Record list >>
** begin **
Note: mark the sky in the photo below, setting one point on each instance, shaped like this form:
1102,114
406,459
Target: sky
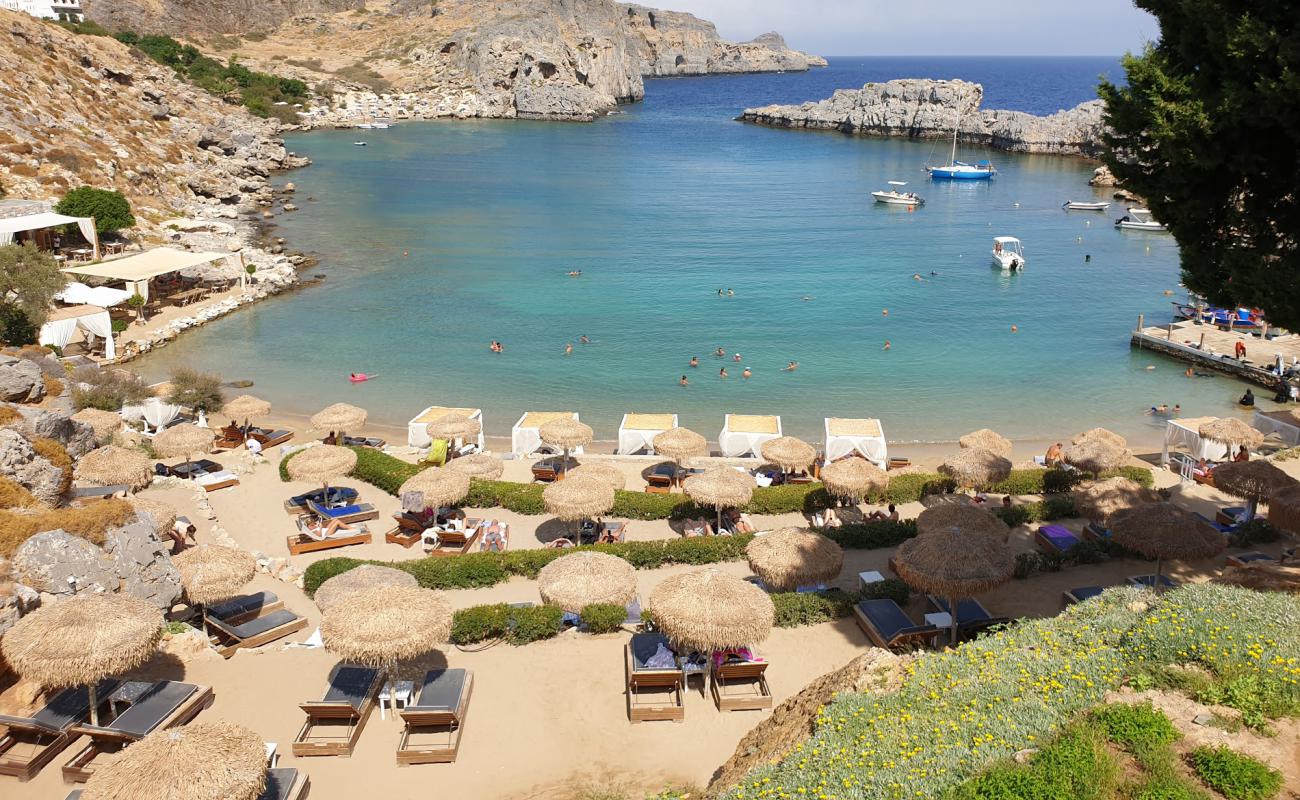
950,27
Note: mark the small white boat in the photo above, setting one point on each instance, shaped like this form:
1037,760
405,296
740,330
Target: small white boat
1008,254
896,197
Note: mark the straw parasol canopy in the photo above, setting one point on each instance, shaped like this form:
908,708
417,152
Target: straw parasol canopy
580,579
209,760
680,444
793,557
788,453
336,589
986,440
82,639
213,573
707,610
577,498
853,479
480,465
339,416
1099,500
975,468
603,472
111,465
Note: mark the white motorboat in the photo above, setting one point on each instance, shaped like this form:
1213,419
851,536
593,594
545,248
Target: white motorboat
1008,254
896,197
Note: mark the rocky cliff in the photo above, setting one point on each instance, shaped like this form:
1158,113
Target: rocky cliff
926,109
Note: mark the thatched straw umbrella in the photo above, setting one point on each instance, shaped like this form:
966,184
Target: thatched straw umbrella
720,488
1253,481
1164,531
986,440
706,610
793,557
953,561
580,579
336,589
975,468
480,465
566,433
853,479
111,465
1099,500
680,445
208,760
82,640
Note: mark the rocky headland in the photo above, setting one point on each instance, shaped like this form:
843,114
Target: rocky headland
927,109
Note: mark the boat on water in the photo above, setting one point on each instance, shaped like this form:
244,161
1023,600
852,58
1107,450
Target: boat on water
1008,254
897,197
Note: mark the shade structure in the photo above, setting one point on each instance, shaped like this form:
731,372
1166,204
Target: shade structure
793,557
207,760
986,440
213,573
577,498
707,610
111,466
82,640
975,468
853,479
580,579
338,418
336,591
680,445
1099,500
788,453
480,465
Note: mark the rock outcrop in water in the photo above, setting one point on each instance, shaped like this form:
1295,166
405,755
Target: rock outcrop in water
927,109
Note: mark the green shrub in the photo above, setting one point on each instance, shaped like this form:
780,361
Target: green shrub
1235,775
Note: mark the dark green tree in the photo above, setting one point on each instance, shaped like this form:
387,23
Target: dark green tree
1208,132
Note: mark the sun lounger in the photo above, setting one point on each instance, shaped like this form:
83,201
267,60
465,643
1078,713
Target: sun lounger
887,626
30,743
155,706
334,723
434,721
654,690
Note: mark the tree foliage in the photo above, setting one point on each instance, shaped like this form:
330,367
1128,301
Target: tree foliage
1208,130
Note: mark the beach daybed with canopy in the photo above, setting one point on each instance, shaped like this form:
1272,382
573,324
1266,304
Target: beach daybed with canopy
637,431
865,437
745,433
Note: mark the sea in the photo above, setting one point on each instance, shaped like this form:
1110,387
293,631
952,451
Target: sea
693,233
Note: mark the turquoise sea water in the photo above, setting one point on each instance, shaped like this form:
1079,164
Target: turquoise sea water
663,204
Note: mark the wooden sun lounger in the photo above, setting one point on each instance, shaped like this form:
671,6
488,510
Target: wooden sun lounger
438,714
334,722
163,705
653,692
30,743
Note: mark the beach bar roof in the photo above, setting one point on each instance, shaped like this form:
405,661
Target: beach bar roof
** end **
What is asked >> Rename "sun lounger" to "deck chair" in the rows from the line with "Note: mark the turquoise" through the last line of the rows, and give those lines again with everything else unchanged.

Solution for this problem >>
Note: mark the turquoise sea water in the photo above, setting one point on each instance, shaped like this form:
1079,164
Target: turquoise sea water
663,204
Note: mark the wooden deck chair in the photo above, setting one point on each instance, shaped like this form:
671,6
488,510
Target: wooden deck chair
438,714
334,722
163,705
653,692
30,743
Note: mark the beach bar roof in the photo above, setting one point on each instance, shaped like this form:
405,661
Target: beach bar roof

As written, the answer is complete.